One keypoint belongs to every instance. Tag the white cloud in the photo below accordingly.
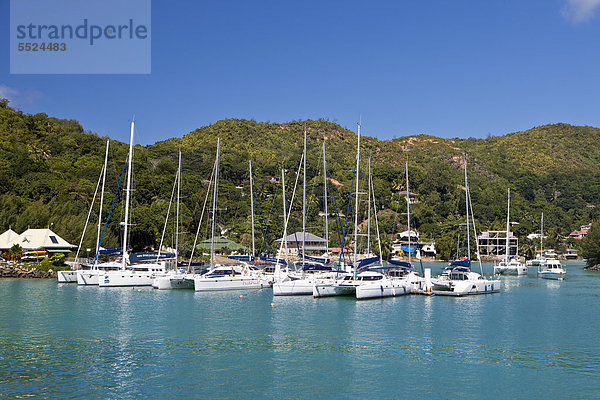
(580, 10)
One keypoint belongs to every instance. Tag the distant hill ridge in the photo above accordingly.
(49, 168)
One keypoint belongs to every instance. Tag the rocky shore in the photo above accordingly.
(19, 272)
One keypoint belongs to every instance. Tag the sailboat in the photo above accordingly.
(225, 277)
(89, 276)
(130, 274)
(301, 282)
(457, 279)
(510, 265)
(400, 277)
(363, 276)
(163, 281)
(549, 268)
(79, 268)
(539, 259)
(552, 269)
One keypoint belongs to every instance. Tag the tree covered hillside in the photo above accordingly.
(49, 169)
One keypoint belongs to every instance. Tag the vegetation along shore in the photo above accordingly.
(49, 168)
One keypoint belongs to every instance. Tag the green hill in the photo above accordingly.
(49, 170)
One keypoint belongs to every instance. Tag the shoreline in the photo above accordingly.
(33, 273)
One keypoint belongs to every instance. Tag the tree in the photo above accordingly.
(15, 252)
(590, 246)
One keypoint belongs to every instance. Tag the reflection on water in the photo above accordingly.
(86, 342)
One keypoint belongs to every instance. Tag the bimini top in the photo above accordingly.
(322, 260)
(246, 258)
(401, 264)
(366, 262)
(307, 266)
(461, 263)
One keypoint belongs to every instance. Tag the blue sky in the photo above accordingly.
(449, 69)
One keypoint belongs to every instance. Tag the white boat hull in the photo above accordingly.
(333, 289)
(463, 288)
(384, 288)
(522, 270)
(204, 284)
(129, 277)
(297, 287)
(66, 276)
(88, 276)
(559, 276)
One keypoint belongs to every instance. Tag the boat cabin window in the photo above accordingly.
(371, 278)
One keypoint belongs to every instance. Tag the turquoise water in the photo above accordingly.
(538, 338)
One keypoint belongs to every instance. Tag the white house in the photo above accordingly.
(35, 239)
+===+
## Work instructions
Quote everything in the listing from the line containing "One keypoint belongs to every instance. Tag the turquoise" down to the final line of the listing, inclusive.

## Response
One keypoint belongs to every instance. Tag the turquoise water in the photo above accordingly.
(538, 338)
One keypoint belongs to every instance. Tag the white house in the photo above accordingly.
(35, 239)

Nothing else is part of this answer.